### [Written exercise]
Make an exact copy of all the records.

### [Exercise inputs]
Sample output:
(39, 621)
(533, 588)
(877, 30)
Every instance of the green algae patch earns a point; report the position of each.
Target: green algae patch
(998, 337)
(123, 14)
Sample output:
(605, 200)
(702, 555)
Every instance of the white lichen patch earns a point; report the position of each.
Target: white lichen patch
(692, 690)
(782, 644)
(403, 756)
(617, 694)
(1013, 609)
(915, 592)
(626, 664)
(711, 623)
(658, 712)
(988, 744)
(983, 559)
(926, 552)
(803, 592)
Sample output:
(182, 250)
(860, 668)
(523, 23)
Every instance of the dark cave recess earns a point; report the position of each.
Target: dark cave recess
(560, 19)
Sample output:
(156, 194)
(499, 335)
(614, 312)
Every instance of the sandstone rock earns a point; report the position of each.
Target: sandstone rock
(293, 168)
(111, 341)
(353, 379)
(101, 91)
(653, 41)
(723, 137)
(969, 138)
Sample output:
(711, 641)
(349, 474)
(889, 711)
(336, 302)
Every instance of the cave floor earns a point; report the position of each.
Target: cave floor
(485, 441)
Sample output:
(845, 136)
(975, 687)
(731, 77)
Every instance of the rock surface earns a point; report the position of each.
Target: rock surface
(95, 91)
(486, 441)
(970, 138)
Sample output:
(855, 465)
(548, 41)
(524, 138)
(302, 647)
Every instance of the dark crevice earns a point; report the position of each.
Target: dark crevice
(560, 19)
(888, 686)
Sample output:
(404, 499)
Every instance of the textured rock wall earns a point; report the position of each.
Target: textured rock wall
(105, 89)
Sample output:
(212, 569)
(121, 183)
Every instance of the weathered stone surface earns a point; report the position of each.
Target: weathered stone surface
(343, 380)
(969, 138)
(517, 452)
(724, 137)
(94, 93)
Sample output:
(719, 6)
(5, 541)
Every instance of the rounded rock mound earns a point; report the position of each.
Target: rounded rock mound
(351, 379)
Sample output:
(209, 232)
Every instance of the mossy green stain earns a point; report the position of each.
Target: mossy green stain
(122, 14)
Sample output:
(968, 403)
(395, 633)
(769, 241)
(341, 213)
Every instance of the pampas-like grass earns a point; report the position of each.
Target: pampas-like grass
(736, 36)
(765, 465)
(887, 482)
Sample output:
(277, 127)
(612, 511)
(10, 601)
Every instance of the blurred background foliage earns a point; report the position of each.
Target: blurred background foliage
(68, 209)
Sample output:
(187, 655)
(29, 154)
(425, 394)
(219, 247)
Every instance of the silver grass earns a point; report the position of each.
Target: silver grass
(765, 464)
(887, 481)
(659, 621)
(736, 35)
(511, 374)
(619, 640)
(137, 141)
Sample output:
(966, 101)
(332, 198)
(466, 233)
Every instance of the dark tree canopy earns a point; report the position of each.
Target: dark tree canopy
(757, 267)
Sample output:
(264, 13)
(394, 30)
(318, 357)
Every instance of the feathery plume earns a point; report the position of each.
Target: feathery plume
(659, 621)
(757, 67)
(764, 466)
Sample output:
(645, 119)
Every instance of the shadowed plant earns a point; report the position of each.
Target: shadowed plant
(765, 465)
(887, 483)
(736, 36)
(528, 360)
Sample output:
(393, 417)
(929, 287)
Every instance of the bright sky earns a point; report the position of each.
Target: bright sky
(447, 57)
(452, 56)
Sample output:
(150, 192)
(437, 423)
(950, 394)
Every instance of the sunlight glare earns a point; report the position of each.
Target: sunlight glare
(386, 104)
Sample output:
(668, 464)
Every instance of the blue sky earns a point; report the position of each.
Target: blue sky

### [Solution to this problem]
Sample output:
(39, 621)
(533, 588)
(877, 30)
Every instance of the green algae patch earns a point; report the position of each.
Target: green algae patch
(998, 337)
(123, 14)
Sample output:
(605, 200)
(702, 555)
Every instance of the white lichen patch earns a point; report the position of each.
Target: white lichen patch
(692, 690)
(782, 644)
(403, 756)
(617, 694)
(1013, 609)
(915, 592)
(626, 664)
(711, 623)
(658, 712)
(988, 744)
(983, 559)
(926, 552)
(803, 592)
Sample output:
(182, 250)
(860, 668)
(523, 23)
Every instance of the dark cave recess earns a point; report the position of each.
Target: dark cave recess
(560, 19)
Sample output:
(156, 194)
(499, 335)
(614, 312)
Every instance of the sandstone rock earns a point; report the position of each.
Target: sandstone rock
(293, 168)
(111, 341)
(353, 379)
(101, 91)
(653, 41)
(723, 137)
(969, 138)
Sample output:
(711, 641)
(349, 474)
(889, 711)
(336, 302)
Every instance of the cave floor earns a point; report the position of each.
Target: cave floor
(485, 441)
Sample output:
(845, 136)
(975, 687)
(731, 77)
Every instance of the rock surface earns a point; report the position of each.
Target: rock surface
(95, 91)
(486, 441)
(970, 138)
Sample output:
(855, 465)
(548, 41)
(524, 138)
(302, 647)
Every instance of the dark crevice earns a point; report the position of each.
Target: dark crevice
(560, 19)
(888, 686)
Sample output:
(404, 499)
Every instance of the textured rock wall earns a point; report the position of each.
Target: textured rock wall
(105, 89)
Sample output:
(212, 569)
(121, 183)
Every instance of the weathered stone surface earns a point; report the position of each.
Target: weathered stone surface
(343, 380)
(969, 138)
(517, 452)
(724, 137)
(94, 93)
Sample output:
(719, 6)
(5, 541)
Every instance of the rounded rock mound earns a point; report the position of each.
Target: rounded rock mound
(351, 379)
Sample output:
(209, 232)
Every instance of the mossy green stain earns a point; report the position of each.
Target: mossy green stain
(122, 14)
Sample output:
(968, 403)
(395, 633)
(769, 241)
(341, 213)
Every instance of the pampas-like grass earns a point; report the position of each.
Target: pampas-like grass
(736, 36)
(765, 465)
(887, 482)
Sample output:
(277, 127)
(612, 511)
(10, 601)
Every instance of the blurred background foliage earns a point; report the position of each.
Target: blurred background foliage
(68, 209)
Sample output:
(187, 655)
(29, 154)
(425, 394)
(219, 247)
Every instance of the silver grass earns a point; report the position of each.
Target: silver grass
(765, 464)
(887, 481)
(659, 621)
(736, 35)
(511, 374)
(619, 640)
(137, 141)
Sample output:
(966, 101)
(332, 198)
(466, 233)
Every instance of the dark tree canopy earns a point; report the position of each.
Target: dark tree canopy
(757, 267)
Sample output:
(264, 13)
(394, 30)
(318, 357)
Every instance of the feathery plume earns a point; report the position of each.
Target: feathery plume
(659, 621)
(757, 67)
(764, 466)
Sample output:
(645, 119)
Every instance of the shadowed plant earns a point; report the position of each.
Target: shadowed plant
(765, 465)
(887, 483)
(736, 36)
(528, 360)
Sample output:
(393, 417)
(929, 287)
Every instance of the bright sky earns a point; report the position of each.
Target: bright sky
(447, 57)
(452, 56)
Sample output:
(150, 192)
(437, 423)
(950, 394)
Every instance of the sunlight glare earns a point; report the position of each.
Target: sunlight glare
(386, 104)
Sample output:
(668, 464)
Every instance of the blue sky earns a point; report the position of each.
Target: blue sky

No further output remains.